(Data entries)
----
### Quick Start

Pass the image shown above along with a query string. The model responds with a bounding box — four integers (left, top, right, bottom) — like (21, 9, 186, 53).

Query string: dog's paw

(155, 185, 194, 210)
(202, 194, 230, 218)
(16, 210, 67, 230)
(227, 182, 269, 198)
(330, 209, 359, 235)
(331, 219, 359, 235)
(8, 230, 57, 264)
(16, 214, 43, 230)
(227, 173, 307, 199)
----
| Exercise aim |
Lines from the beginning of the data above through the line containing "Pass the image" are to be returned exactly, and no others.

| Your response |
### Quick Start

Pass the image shown above along with a query string. The model responds with a bounding box — four integers (left, top, right, bottom) — like (21, 9, 186, 53).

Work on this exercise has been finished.